%%
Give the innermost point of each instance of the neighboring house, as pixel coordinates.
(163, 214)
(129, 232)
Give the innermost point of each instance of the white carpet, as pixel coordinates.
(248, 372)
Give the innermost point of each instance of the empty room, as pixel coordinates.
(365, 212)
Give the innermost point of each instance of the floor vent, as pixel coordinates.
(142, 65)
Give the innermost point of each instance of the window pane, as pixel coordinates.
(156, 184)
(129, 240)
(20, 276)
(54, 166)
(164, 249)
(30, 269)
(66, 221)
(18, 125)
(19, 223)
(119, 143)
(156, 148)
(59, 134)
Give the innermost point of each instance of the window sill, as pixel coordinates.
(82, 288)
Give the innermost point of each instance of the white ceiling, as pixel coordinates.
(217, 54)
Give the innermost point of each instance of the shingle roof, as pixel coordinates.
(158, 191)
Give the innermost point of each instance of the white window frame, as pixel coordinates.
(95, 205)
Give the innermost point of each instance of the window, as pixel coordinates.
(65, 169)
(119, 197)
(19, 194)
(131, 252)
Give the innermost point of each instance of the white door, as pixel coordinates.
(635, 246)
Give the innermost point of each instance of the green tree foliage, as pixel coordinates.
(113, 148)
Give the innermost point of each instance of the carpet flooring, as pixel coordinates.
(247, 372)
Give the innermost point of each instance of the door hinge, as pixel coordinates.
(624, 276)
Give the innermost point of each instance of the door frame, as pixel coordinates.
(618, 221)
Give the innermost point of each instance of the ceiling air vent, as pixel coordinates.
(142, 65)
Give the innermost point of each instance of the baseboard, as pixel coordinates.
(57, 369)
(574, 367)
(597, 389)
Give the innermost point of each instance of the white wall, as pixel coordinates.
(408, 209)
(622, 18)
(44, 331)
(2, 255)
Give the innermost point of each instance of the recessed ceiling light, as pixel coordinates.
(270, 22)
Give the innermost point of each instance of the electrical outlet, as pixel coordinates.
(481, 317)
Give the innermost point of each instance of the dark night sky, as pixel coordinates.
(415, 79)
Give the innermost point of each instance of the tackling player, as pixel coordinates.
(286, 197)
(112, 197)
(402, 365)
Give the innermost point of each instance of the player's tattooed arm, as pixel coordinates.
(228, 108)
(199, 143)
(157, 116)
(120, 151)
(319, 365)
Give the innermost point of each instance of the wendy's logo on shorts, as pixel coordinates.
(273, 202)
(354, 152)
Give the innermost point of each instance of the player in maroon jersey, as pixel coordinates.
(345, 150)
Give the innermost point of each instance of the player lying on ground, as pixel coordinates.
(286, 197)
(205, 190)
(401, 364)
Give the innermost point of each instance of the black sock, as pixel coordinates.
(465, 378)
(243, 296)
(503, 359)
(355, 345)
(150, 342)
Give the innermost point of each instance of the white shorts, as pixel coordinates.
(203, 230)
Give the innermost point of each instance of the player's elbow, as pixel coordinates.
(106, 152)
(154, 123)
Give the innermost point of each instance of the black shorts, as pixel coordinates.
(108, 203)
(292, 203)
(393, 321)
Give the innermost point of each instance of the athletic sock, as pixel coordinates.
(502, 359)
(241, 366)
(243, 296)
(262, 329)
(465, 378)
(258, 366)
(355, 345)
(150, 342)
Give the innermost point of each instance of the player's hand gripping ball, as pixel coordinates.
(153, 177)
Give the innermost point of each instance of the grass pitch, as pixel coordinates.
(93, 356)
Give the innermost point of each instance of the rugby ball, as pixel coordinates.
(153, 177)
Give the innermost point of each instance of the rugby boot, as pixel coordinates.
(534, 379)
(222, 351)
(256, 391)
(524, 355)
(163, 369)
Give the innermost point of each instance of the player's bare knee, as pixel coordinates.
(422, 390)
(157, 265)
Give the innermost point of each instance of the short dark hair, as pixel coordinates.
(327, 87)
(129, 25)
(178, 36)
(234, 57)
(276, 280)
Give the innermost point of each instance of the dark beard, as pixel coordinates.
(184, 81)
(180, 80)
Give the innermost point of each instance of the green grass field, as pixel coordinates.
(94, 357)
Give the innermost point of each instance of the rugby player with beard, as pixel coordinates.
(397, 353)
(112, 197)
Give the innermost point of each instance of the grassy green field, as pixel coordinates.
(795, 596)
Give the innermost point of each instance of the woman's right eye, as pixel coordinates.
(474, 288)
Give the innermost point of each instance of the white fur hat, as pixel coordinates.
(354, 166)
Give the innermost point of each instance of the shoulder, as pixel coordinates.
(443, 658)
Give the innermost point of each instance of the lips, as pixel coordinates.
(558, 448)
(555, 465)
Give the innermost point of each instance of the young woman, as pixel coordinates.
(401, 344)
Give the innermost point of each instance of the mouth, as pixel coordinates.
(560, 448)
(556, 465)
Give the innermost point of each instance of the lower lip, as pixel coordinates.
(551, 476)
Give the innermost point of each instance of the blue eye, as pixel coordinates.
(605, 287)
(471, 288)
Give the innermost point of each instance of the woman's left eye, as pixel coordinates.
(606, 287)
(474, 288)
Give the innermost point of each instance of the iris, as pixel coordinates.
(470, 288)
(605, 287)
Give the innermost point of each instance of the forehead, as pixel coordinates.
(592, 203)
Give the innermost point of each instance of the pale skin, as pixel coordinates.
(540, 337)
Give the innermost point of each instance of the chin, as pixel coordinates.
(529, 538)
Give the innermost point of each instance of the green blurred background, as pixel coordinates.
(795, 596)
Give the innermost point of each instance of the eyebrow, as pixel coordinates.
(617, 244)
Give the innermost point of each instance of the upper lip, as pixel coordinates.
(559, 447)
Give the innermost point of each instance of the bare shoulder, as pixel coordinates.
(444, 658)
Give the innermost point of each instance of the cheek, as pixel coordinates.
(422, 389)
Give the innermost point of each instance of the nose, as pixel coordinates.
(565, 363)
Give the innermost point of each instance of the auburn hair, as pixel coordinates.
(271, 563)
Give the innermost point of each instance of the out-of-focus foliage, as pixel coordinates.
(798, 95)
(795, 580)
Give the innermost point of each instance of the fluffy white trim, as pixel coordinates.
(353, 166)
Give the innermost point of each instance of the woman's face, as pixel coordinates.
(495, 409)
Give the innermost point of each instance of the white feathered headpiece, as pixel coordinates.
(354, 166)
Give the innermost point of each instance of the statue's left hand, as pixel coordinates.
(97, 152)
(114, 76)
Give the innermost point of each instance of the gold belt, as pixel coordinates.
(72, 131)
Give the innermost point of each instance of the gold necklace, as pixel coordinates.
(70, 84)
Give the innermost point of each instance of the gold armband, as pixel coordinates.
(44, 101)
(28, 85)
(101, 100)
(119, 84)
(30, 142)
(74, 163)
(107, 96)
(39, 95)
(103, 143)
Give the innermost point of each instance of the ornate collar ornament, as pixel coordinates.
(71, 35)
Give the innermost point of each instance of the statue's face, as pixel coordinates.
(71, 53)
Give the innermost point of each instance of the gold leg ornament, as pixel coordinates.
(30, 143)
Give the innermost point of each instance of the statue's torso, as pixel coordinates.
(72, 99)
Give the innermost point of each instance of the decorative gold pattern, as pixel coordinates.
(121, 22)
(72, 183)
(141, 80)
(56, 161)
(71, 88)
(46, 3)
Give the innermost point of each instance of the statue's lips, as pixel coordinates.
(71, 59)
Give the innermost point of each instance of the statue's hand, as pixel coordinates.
%%
__Problem to solve__: Quote verbatim the stretch of the entries from the line containing "armband, as pixel coordinates." through the end of the entries, both ends included.

__Solved exercise__:
Give the innermost point of each instance of the gold armband, as pixel coordinates.
(44, 101)
(28, 85)
(101, 100)
(119, 84)
(30, 142)
(74, 163)
(107, 96)
(39, 95)
(103, 143)
Give the innermost point of each instance of the ornate collar ornament, as pixel coordinates.
(71, 35)
Give the innermost point of each instance of the statue's face, as pixel coordinates.
(71, 53)
Give the innermost point of each instance of the gold leg ornament, as pixel coordinates.
(30, 143)
Give the innermost point of each instance of the statue's torso, as pixel coordinates.
(72, 99)
Give the innermost point of each instance of the decorative gold pattern, as pixel coordinates.
(121, 22)
(72, 183)
(141, 80)
(56, 161)
(71, 88)
(46, 3)
Give the innermost point of each instance of the statue's lips, as pixel coordinates.
(71, 59)
Give the innermost point of each instance of the statue's hand, as pixel coordinates.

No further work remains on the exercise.